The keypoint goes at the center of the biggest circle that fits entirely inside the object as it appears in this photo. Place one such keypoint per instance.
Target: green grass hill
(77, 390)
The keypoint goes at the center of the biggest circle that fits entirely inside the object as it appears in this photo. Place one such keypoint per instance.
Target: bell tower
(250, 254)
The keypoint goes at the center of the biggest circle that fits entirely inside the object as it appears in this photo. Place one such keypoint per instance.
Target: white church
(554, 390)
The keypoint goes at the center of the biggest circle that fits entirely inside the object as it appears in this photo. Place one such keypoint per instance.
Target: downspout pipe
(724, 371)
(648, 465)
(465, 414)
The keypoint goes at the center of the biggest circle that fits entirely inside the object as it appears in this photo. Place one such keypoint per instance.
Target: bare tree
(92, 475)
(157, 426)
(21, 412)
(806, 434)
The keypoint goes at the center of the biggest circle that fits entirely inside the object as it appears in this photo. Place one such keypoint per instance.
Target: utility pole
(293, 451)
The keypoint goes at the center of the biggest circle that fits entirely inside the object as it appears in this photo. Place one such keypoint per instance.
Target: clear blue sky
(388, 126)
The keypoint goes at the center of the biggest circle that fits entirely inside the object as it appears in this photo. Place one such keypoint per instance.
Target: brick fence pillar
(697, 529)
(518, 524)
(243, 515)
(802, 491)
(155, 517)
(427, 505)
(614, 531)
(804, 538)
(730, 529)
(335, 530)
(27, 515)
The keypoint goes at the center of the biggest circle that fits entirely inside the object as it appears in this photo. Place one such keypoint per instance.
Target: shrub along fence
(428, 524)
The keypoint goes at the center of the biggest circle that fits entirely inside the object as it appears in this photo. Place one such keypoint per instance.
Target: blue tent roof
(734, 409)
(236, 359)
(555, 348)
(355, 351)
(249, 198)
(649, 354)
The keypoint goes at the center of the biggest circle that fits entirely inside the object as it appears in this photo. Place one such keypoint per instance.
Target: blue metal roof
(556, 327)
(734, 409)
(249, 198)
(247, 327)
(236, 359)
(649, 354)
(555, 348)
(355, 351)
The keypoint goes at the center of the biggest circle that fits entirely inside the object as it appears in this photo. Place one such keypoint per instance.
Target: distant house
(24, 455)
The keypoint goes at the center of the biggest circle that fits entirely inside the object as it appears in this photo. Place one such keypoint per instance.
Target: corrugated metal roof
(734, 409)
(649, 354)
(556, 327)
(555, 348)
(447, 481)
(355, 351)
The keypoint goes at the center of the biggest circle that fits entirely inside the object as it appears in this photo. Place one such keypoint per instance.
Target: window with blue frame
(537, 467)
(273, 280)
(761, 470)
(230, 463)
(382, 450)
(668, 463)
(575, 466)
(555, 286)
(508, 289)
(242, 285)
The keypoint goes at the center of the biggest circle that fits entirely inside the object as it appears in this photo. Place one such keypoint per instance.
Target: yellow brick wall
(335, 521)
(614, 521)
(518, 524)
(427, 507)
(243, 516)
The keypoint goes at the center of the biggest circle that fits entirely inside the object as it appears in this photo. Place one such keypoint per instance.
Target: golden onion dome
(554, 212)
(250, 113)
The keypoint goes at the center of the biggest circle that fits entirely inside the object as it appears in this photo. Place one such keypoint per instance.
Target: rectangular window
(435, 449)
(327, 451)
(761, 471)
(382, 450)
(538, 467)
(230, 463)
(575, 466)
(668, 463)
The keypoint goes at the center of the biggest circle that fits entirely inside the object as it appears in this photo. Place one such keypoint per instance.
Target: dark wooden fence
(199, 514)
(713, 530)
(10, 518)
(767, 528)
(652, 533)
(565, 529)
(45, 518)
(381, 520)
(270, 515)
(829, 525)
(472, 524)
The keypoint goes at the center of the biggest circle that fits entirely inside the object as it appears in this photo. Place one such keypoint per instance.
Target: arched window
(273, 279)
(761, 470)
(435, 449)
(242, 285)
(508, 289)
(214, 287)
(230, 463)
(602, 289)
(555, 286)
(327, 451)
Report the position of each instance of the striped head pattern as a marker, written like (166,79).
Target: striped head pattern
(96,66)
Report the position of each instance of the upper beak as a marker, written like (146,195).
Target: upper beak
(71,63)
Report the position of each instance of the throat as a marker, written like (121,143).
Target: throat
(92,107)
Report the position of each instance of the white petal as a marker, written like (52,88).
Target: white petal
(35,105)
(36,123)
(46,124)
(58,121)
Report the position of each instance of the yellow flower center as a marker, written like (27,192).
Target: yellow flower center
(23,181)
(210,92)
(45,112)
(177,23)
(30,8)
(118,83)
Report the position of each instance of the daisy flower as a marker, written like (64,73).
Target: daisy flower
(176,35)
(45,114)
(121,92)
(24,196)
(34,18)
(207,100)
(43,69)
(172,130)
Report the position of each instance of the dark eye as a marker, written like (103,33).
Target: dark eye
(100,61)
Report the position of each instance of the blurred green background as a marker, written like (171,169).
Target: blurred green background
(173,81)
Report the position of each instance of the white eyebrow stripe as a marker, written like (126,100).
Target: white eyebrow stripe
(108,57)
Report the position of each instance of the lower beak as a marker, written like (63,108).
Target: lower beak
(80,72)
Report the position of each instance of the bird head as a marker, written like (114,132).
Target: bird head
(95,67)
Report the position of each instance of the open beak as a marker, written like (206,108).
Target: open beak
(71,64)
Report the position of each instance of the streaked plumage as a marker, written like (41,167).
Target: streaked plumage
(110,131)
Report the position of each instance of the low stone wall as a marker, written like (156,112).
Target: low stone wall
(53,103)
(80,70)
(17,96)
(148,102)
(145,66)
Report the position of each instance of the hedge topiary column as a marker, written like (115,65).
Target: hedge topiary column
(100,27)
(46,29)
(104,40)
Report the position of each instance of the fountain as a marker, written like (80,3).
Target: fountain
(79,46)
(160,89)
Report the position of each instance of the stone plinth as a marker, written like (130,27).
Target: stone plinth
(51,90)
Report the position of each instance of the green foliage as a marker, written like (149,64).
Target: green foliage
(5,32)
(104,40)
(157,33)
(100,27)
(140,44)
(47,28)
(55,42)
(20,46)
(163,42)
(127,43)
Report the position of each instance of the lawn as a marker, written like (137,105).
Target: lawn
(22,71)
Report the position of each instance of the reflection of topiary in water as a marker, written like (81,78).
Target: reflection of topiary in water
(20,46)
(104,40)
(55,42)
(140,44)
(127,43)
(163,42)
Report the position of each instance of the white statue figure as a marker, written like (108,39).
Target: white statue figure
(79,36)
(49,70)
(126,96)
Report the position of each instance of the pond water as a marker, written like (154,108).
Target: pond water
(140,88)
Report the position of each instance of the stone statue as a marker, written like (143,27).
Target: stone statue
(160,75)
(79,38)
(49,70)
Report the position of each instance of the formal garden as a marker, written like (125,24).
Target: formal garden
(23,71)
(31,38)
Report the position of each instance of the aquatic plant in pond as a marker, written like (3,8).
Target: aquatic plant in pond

# # # #

- [What needs to be done]: Taking the material above, report how many of its lines contain the word "plant". Add nothing else.

- [Output for this task]: 2